TASK INSTRUCTIONS:
Pull out each line of the data that contains the string "surface".

ITEMS:
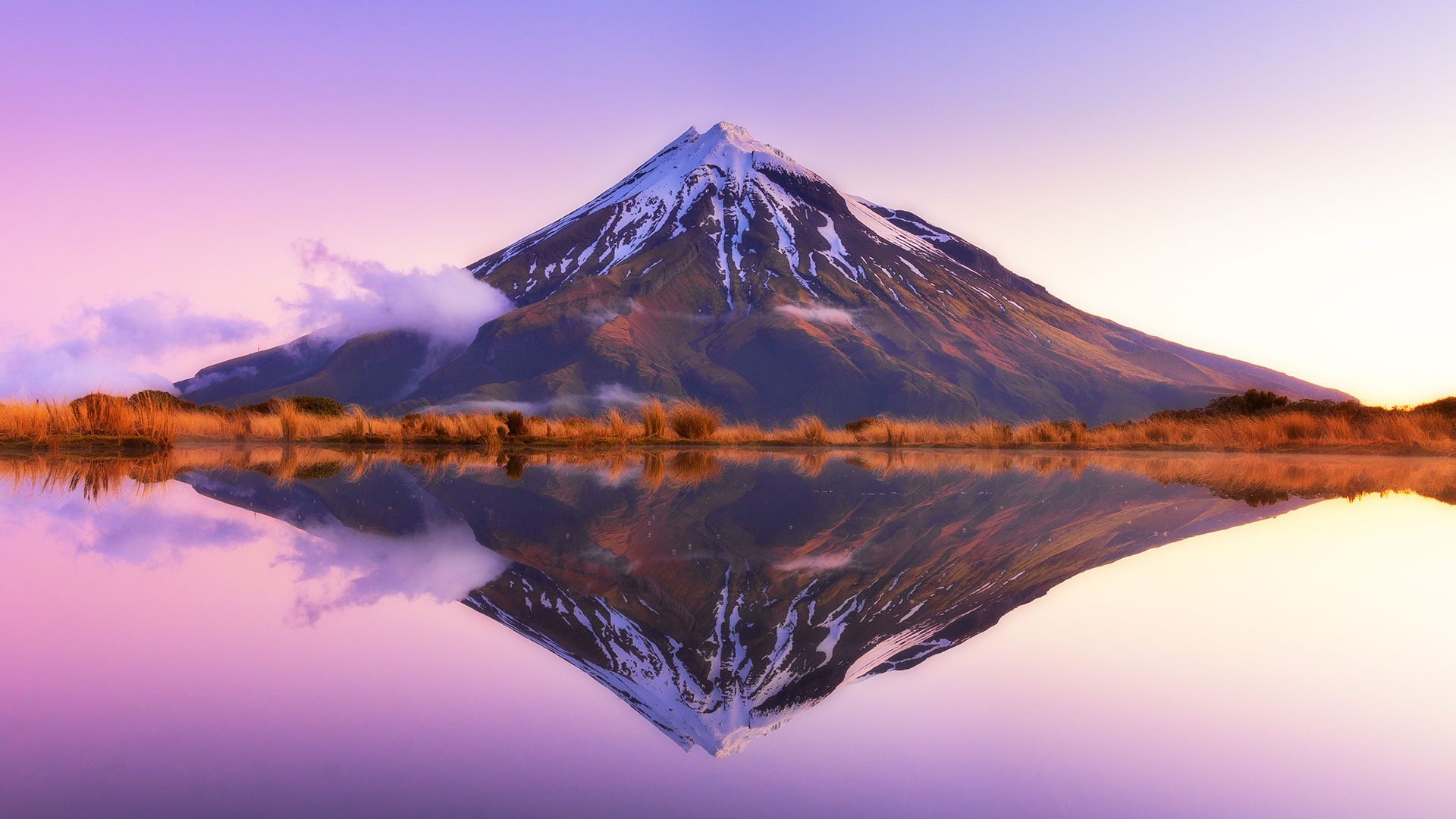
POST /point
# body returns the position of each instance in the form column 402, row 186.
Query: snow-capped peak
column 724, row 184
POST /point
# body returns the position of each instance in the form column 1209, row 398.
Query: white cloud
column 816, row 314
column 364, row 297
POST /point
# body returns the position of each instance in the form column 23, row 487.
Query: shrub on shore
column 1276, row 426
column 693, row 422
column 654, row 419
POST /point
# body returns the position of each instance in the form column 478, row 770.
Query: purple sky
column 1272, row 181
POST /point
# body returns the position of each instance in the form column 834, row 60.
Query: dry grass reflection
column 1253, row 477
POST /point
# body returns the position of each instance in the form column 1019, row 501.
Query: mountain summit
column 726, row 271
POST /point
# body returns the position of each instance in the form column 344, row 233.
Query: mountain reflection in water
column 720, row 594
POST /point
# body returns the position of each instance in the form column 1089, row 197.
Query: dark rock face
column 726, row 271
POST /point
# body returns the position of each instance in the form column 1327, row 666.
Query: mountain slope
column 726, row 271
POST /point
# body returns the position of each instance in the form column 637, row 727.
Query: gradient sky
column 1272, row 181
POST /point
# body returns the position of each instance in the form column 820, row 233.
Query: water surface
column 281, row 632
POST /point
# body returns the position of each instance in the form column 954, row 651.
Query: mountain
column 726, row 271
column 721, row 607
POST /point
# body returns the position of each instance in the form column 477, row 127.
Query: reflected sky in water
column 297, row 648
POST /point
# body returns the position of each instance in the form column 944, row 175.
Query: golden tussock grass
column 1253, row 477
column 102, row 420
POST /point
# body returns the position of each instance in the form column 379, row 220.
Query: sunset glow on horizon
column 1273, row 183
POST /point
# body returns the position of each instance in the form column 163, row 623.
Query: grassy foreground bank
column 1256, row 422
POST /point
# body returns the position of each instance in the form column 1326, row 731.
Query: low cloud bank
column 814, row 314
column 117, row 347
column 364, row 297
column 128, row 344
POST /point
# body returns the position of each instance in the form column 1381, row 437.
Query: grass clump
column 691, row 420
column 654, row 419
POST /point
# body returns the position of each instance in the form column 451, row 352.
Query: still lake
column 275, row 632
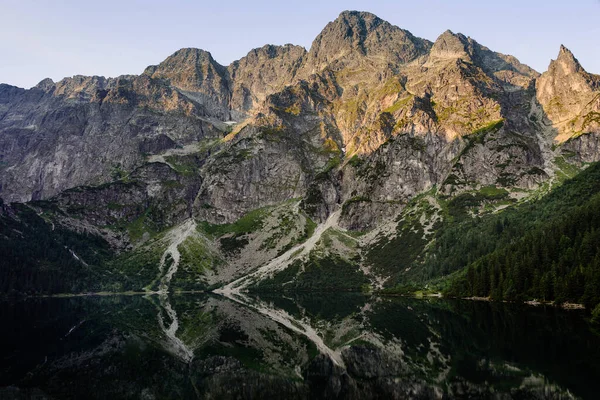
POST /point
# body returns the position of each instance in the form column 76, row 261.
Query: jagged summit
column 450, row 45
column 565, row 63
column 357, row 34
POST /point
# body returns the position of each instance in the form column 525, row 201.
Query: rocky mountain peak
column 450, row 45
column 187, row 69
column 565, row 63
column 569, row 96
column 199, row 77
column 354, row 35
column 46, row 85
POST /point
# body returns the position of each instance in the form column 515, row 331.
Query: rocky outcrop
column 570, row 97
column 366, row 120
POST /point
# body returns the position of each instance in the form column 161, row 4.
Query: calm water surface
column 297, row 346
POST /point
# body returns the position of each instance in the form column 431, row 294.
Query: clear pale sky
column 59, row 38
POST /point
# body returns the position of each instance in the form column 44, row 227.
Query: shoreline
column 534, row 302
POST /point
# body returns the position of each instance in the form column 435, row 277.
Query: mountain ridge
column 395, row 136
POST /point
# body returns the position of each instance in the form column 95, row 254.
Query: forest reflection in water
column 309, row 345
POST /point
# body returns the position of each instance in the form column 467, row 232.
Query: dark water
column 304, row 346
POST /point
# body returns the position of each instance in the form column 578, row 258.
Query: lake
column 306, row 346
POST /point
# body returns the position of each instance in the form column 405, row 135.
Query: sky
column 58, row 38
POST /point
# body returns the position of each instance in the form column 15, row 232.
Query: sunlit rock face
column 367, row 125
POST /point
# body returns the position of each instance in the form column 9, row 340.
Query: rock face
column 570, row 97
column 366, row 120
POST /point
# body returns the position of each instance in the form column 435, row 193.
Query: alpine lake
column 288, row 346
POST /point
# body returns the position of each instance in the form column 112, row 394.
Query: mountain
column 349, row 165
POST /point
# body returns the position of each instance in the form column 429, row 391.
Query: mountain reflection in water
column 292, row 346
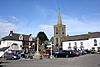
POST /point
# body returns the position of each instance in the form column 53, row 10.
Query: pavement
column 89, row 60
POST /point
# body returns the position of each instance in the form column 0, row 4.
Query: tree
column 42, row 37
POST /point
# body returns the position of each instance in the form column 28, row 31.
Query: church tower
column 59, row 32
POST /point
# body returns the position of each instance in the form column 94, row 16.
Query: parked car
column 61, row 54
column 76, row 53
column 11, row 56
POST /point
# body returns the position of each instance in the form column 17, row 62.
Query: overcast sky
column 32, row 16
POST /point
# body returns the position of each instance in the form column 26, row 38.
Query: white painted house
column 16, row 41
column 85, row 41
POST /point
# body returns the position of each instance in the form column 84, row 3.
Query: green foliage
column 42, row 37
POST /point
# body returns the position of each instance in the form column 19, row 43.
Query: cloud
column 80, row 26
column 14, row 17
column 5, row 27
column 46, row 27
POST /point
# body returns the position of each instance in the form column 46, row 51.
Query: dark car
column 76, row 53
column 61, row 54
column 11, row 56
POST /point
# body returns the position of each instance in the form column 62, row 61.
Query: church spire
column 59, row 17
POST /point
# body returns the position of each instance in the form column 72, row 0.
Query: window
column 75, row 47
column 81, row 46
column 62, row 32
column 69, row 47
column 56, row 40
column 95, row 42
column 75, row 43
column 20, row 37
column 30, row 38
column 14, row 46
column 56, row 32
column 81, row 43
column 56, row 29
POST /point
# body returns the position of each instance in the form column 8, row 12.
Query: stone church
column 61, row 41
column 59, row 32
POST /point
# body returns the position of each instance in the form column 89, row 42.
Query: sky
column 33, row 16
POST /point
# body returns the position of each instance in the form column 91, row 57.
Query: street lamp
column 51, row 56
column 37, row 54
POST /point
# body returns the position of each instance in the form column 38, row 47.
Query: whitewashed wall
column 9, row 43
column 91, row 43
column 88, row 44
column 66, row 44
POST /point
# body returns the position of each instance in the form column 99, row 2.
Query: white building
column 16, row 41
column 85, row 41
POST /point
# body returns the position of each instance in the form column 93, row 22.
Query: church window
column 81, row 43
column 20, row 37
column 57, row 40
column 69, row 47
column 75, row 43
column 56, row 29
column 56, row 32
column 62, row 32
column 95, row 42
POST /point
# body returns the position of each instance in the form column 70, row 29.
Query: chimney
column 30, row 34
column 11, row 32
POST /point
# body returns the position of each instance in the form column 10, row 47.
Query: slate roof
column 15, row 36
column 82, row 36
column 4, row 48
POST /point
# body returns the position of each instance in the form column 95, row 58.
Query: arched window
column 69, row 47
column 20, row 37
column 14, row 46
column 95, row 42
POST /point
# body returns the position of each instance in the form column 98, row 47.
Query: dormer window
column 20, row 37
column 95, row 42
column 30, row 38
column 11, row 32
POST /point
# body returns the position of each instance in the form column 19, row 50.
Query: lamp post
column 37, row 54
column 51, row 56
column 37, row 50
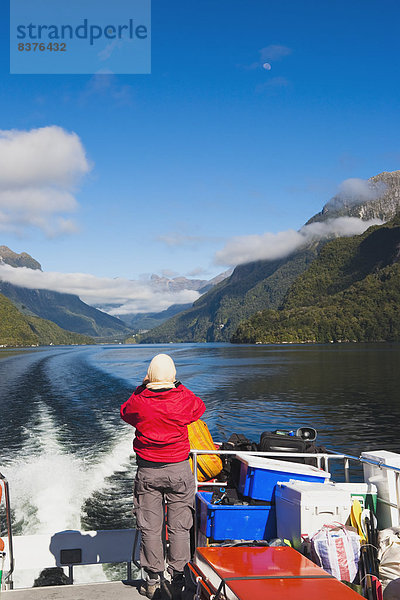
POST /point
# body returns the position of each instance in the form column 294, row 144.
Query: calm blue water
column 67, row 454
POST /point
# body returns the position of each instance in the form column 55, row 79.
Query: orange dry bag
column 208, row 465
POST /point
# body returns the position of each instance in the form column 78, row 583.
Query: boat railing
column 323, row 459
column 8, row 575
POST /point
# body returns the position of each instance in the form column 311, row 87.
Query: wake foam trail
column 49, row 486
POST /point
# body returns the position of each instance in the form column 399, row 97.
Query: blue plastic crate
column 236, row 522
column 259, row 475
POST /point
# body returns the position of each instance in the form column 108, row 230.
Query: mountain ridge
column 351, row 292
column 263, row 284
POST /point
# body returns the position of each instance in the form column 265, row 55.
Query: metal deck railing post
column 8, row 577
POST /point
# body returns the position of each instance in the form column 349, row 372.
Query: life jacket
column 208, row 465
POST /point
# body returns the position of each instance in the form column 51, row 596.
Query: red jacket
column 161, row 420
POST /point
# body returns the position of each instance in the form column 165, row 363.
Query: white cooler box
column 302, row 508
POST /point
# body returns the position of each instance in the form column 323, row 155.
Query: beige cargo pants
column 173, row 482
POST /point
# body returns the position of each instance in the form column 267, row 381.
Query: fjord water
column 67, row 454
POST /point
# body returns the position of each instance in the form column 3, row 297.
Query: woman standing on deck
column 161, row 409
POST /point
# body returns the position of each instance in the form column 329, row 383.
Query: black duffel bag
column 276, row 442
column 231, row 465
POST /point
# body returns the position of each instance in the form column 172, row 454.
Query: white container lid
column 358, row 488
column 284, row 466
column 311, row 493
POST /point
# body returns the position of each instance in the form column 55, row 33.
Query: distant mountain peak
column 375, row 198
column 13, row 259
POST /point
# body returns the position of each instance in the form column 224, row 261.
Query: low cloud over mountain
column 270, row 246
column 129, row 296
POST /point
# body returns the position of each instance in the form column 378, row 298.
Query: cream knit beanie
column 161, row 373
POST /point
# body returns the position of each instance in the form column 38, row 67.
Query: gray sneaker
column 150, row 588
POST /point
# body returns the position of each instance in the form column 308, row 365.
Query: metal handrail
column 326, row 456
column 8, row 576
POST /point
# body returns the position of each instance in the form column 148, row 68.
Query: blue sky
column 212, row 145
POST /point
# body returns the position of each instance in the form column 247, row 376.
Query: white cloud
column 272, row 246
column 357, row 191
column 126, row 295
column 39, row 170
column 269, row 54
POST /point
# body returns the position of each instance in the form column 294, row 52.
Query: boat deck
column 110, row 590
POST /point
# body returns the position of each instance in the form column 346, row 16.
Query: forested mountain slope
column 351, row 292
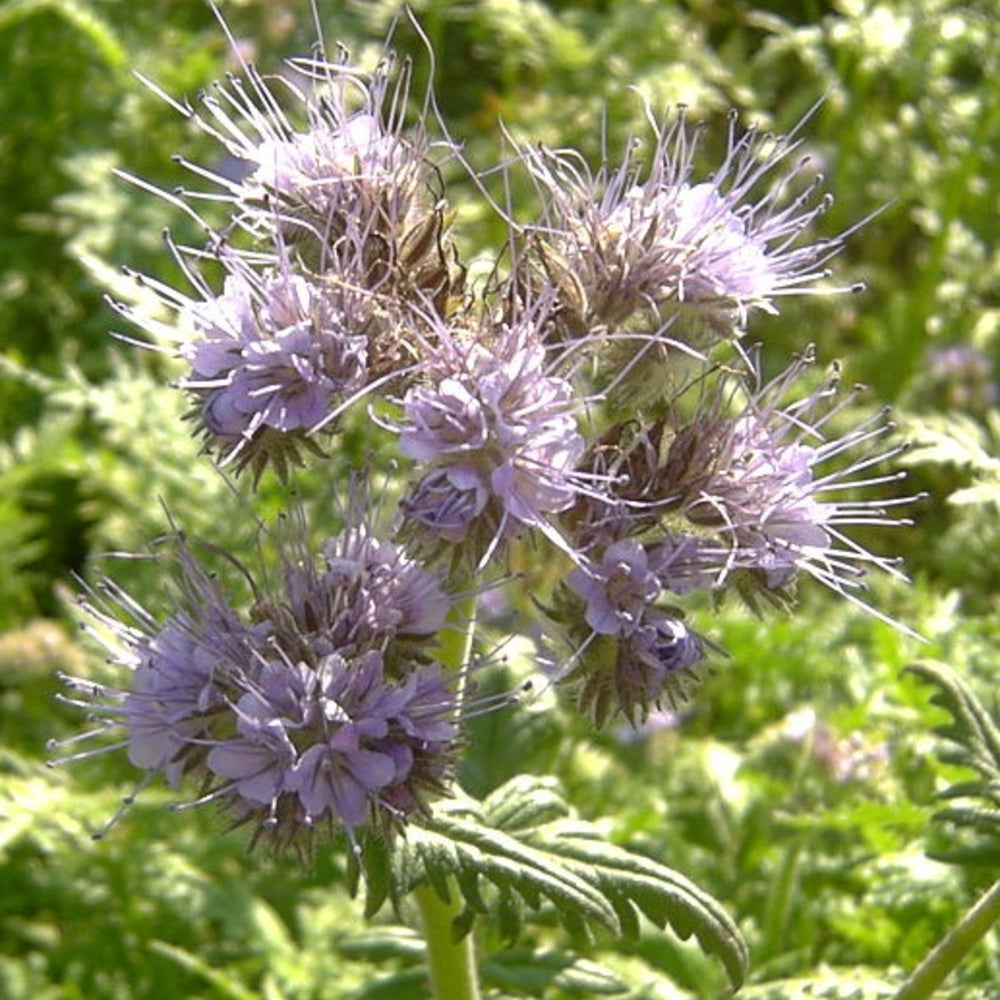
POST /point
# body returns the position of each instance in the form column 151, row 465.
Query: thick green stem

REPLY:
Query: water surface
Query: calm water surface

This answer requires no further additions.